====== Supplied entries
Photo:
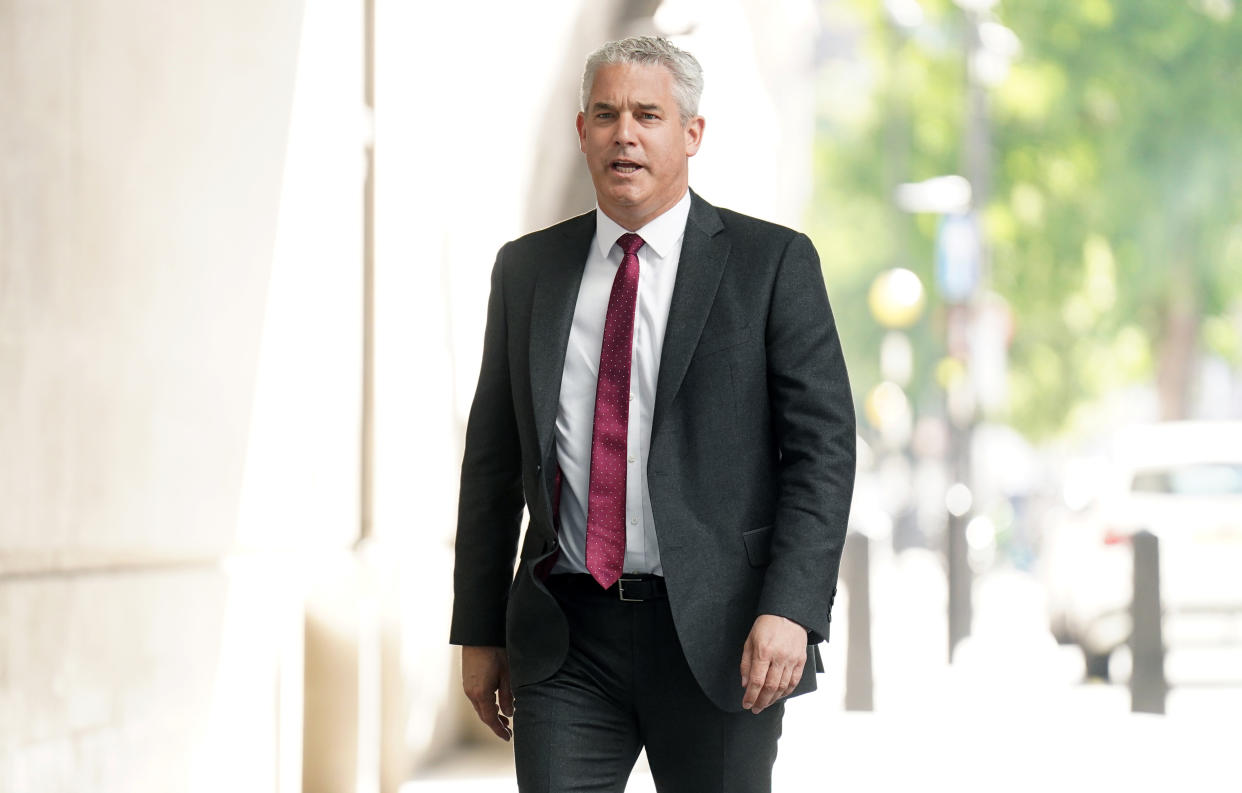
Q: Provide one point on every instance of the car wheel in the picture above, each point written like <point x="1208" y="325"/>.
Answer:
<point x="1096" y="664"/>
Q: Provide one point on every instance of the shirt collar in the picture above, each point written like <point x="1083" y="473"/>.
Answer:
<point x="660" y="235"/>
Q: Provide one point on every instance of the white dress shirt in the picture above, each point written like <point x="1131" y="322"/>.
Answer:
<point x="575" y="413"/>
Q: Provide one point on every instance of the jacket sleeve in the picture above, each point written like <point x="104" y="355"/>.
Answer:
<point x="814" y="425"/>
<point x="491" y="500"/>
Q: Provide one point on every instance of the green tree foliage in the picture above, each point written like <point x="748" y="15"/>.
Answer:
<point x="1114" y="211"/>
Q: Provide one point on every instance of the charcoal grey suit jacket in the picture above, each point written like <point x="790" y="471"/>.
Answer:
<point x="752" y="459"/>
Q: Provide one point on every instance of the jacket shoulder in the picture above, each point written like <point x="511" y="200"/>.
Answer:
<point x="747" y="226"/>
<point x="553" y="235"/>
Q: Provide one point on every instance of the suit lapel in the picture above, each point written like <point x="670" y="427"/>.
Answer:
<point x="552" y="316"/>
<point x="704" y="251"/>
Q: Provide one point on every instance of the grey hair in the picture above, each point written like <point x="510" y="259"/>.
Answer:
<point x="651" y="51"/>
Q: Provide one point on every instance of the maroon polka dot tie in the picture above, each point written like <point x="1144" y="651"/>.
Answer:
<point x="605" y="510"/>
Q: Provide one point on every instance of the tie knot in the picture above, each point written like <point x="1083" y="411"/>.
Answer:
<point x="630" y="242"/>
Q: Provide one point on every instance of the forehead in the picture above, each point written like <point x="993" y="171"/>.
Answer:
<point x="648" y="83"/>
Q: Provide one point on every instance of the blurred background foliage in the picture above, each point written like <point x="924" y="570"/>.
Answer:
<point x="1113" y="216"/>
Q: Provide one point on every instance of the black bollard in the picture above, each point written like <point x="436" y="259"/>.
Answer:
<point x="857" y="579"/>
<point x="1148" y="684"/>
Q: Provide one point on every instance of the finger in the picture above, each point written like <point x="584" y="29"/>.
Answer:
============
All lines above that hold the string "suit" should be copied.

Q: Provide one point on every instance of the charcoal grey suit jacket in the picture above, each point written like <point x="790" y="471"/>.
Q: Provide one point on every instance of the suit lapel in the picture above, each point written like <point x="670" y="427"/>.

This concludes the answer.